TASK INPUT >>
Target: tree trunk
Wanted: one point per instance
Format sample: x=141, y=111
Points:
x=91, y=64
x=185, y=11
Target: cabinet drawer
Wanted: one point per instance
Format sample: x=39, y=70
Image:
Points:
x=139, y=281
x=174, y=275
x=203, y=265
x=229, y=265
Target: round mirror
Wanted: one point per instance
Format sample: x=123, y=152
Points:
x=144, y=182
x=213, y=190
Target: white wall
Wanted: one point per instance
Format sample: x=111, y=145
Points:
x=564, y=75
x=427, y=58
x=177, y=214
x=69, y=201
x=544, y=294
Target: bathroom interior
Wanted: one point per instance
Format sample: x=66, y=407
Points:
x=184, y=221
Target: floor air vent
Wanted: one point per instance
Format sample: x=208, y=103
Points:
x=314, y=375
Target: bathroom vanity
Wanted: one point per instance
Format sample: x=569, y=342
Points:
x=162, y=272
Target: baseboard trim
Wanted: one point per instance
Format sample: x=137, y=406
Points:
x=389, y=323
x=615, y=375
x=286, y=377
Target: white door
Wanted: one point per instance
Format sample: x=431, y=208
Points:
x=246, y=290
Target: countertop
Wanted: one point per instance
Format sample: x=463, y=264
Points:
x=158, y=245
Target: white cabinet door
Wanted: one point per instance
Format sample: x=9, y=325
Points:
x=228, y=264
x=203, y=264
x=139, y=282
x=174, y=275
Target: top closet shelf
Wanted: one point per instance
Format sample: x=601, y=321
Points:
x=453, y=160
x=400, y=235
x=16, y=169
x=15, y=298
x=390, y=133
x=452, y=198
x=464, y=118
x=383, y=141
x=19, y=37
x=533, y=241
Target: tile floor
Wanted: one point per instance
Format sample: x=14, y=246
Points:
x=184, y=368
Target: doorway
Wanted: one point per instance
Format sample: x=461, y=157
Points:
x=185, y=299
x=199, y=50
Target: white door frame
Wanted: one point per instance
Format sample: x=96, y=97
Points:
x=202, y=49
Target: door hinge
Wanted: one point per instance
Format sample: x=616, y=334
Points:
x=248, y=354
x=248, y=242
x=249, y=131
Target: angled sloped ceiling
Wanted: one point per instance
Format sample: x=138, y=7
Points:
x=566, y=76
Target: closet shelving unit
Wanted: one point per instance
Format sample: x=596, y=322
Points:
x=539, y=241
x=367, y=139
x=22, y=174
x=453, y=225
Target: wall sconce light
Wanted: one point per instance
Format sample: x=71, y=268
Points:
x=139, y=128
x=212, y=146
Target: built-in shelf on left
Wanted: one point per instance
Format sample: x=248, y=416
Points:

WHAT NEEDS TO BE DONE >>
Copy all the records above, replacing "Wanted" with "Requested" wherever it appears and keeping everything else the same.

ANSWER BELOW >>
Target: tree trunk
Requested: one point per instance
Format sample: x=141, y=111
Points:
x=91, y=64
x=185, y=11
Target: cabinet drawer
Requested: one point per instance
Format sample: x=39, y=70
Image:
Points:
x=139, y=281
x=174, y=275
x=203, y=265
x=229, y=265
Target: round mirror
Requested: one point per instance
Format sample: x=123, y=152
Points:
x=144, y=182
x=213, y=190
Target: white wall
Requested: one point per instance
Format sample: x=111, y=145
Points:
x=564, y=75
x=427, y=58
x=177, y=214
x=69, y=201
x=544, y=294
Target: bathroom interior
Requested: one point per instance
Format sample: x=66, y=407
Points:
x=184, y=221
Target: floor air vent
Requested: one point per instance
Format sample: x=208, y=103
Points:
x=314, y=375
Target: bathroom vanity
Requested: one point per instance
Format sample: x=569, y=342
Points:
x=162, y=272
Target: baseboard trim
Requested: one point per instance
Format sample: x=137, y=406
Points:
x=389, y=323
x=615, y=375
x=286, y=377
Target: white door
Requested: one point per instance
Format sample: x=431, y=208
Points:
x=246, y=290
Target: countertop
Requested: one point per instance
Format sample: x=463, y=264
Points:
x=158, y=245
Target: white cabinet door
Requested: one point per instance
Format sample: x=9, y=325
Points:
x=228, y=264
x=203, y=264
x=139, y=282
x=174, y=275
Target: top closet shelf
Requested: one point per instance
Format sample: x=601, y=321
Points:
x=453, y=160
x=400, y=235
x=16, y=169
x=15, y=298
x=390, y=133
x=452, y=198
x=464, y=118
x=383, y=141
x=19, y=37
x=533, y=241
Target: tile floor
Requested: one point per instance
Format sample: x=14, y=246
Points:
x=184, y=368
Target: doorway
Requested: one point per instance
Format sample: x=461, y=157
Points:
x=185, y=299
x=199, y=50
Target: white door frame
Requested: one point per instance
Format sample: x=96, y=97
Points:
x=202, y=49
Target: door hinge
Requested: one point per instance
Format sample: x=616, y=334
Points:
x=248, y=354
x=248, y=242
x=249, y=131
Target: angled sloped ceiling
Requested: one point per instance
Format sample: x=138, y=7
Points:
x=566, y=76
Target: closet shelving unit
Requested: one point per instance
Format sample: x=596, y=322
Points:
x=539, y=241
x=367, y=139
x=22, y=174
x=453, y=225
Target: wall sconce light
Requested: one point per instance
Format sample: x=71, y=268
Points:
x=139, y=128
x=212, y=146
Target: built-in shelf on left
Requested: one point per instance
Format sample: x=248, y=416
Points:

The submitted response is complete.